━━ PROVIDED DATA

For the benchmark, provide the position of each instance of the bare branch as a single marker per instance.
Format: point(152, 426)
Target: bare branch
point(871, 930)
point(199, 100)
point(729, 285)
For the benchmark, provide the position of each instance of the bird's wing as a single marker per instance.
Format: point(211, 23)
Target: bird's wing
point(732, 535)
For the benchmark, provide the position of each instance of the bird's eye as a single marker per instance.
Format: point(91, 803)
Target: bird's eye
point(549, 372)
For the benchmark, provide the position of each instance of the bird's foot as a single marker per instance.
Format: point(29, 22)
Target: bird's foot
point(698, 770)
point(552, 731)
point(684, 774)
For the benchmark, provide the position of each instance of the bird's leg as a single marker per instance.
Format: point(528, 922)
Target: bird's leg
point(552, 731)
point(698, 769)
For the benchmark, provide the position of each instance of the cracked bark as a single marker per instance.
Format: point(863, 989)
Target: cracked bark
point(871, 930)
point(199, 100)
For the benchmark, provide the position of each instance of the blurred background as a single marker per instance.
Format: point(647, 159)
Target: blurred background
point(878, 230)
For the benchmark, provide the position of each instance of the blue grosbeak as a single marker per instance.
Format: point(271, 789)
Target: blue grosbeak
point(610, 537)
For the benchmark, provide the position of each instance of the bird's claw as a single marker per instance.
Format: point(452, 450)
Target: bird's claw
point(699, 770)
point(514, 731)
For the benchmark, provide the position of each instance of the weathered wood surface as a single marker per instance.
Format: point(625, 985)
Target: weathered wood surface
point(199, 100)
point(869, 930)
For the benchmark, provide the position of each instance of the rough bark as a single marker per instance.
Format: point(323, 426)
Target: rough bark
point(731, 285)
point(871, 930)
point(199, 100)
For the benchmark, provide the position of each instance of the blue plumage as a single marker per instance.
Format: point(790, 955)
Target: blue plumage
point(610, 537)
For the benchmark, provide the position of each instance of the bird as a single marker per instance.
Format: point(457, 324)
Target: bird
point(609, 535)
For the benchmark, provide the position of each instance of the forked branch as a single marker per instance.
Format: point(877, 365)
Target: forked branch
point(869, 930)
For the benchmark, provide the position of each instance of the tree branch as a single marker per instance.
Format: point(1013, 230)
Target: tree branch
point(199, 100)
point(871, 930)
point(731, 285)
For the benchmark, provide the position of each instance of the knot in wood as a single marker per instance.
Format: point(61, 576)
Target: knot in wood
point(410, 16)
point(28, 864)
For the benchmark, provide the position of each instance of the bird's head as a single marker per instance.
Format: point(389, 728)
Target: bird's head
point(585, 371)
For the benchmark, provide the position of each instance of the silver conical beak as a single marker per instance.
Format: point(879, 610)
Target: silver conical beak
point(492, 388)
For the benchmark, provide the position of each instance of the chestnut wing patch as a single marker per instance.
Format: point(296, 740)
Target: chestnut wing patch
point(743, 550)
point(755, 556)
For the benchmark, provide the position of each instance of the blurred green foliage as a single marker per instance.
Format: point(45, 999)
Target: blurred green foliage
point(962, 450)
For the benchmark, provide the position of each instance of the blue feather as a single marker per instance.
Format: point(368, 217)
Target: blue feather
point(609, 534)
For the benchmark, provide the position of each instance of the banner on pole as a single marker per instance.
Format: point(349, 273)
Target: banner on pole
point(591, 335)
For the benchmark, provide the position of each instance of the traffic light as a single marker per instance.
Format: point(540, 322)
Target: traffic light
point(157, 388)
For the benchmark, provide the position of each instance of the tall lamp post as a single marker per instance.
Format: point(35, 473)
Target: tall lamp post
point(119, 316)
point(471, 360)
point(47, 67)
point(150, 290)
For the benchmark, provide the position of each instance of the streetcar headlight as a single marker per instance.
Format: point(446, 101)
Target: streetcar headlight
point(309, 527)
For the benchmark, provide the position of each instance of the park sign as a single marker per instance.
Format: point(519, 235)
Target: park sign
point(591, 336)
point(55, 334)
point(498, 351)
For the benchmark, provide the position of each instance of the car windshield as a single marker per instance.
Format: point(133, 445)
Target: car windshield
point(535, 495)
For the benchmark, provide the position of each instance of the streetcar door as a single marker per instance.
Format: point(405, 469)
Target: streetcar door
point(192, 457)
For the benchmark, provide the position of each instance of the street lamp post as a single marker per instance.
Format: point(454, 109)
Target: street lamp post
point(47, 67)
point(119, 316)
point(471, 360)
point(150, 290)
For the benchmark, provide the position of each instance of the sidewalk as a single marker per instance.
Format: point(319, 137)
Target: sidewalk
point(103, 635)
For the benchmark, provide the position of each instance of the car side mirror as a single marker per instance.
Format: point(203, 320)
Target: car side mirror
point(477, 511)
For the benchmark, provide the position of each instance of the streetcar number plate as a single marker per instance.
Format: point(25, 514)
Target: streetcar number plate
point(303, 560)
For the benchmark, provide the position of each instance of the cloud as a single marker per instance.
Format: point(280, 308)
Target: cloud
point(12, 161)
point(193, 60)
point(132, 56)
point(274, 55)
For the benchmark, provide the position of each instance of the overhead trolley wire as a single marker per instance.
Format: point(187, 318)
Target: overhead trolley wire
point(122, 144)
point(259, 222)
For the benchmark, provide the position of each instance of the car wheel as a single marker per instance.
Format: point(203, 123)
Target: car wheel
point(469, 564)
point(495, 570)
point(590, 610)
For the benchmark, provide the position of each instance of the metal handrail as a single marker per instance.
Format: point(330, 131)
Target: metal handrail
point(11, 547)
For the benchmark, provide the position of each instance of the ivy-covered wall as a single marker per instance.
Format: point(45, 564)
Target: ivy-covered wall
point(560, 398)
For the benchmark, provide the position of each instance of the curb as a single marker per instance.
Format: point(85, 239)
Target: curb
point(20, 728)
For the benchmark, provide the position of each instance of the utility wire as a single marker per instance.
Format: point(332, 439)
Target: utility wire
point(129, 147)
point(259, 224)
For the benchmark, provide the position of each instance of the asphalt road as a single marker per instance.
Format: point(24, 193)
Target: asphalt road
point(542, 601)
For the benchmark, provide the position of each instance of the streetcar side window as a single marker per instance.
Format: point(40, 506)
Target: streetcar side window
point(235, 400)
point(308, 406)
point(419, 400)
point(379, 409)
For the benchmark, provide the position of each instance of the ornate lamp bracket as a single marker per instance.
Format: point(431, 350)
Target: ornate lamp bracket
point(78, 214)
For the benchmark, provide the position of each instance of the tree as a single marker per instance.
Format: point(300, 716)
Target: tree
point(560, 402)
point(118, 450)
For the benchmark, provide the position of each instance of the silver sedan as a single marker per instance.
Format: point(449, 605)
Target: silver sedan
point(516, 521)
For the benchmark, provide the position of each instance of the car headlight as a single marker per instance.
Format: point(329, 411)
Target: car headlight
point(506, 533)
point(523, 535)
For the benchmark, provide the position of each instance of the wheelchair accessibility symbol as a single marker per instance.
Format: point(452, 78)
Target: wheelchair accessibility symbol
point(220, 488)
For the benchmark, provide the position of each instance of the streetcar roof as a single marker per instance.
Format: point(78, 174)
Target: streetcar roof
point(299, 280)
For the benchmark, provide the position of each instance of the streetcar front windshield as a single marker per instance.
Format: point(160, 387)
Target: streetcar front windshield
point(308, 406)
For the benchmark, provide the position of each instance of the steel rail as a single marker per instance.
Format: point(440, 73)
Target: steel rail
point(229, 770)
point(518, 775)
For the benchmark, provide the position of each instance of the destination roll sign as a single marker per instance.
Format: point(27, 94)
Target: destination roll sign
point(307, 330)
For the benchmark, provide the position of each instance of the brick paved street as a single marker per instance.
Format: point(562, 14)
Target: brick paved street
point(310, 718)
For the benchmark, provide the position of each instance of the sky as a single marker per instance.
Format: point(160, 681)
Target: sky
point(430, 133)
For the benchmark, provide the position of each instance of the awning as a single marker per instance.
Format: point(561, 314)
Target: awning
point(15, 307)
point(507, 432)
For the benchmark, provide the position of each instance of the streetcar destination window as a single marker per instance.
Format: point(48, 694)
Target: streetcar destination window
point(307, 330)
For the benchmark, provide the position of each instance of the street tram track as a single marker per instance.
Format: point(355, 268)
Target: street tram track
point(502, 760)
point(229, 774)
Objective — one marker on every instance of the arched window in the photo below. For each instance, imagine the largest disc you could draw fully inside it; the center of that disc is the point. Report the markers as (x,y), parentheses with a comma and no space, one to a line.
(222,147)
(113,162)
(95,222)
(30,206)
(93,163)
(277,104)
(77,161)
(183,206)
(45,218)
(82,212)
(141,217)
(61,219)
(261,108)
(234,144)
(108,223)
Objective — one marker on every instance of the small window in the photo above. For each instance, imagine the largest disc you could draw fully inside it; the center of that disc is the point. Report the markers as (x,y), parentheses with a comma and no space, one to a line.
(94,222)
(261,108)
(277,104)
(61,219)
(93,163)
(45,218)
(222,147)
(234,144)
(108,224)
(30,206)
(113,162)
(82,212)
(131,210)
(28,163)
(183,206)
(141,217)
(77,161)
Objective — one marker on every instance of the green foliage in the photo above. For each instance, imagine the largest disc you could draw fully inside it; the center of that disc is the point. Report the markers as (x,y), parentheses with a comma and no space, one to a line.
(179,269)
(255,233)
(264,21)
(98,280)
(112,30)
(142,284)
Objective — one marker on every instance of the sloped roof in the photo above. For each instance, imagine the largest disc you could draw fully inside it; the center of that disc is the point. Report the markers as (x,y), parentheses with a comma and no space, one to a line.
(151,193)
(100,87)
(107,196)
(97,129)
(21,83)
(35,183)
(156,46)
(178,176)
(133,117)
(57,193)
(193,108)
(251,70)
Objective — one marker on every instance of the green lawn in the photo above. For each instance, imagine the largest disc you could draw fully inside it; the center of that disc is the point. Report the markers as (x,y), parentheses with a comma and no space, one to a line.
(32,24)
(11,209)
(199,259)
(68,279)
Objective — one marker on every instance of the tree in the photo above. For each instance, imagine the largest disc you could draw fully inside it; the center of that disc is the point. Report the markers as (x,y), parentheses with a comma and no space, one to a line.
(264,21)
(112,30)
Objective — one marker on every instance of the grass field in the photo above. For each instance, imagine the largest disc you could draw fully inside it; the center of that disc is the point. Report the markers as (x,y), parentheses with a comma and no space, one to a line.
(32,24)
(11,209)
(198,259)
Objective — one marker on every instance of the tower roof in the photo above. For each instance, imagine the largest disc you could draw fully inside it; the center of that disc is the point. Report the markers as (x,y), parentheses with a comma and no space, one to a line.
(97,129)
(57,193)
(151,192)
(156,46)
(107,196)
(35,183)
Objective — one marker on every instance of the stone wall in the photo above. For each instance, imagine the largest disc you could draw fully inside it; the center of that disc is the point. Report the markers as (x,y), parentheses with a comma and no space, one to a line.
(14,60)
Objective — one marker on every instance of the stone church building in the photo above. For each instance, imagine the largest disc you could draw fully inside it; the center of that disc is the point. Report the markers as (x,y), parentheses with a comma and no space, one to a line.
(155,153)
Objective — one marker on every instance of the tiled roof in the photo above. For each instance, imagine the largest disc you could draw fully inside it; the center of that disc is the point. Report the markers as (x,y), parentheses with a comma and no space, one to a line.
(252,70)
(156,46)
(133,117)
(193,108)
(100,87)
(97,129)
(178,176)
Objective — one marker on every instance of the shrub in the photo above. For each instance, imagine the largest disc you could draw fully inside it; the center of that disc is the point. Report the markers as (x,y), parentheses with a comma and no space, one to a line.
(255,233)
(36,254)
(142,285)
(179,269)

━━━━

Return, unchanged, every line from the beginning of the entries through the line that contains "point(684, 774)", including both the first line and that one.

### SOLUTION
For the benchmark, provide the position of each instance of the bare branch as a single marker per instance.
Format: point(152, 426)
Target: bare branch
point(871, 930)
point(199, 100)
point(729, 285)
For the benchmark, provide the position of each instance of the bird's wing as a single marker per instance.
Format: point(211, 23)
Target: bird's wing
point(732, 535)
For the benchmark, provide the position of each instance of the bird's eye as a single marker per instance.
Format: point(91, 803)
Target: bird's eye
point(549, 372)
For the benchmark, provide the position of each instance of the bird's foot as a single marker per instance.
Format: point(29, 22)
Target: bird's foot
point(698, 770)
point(552, 731)
point(684, 774)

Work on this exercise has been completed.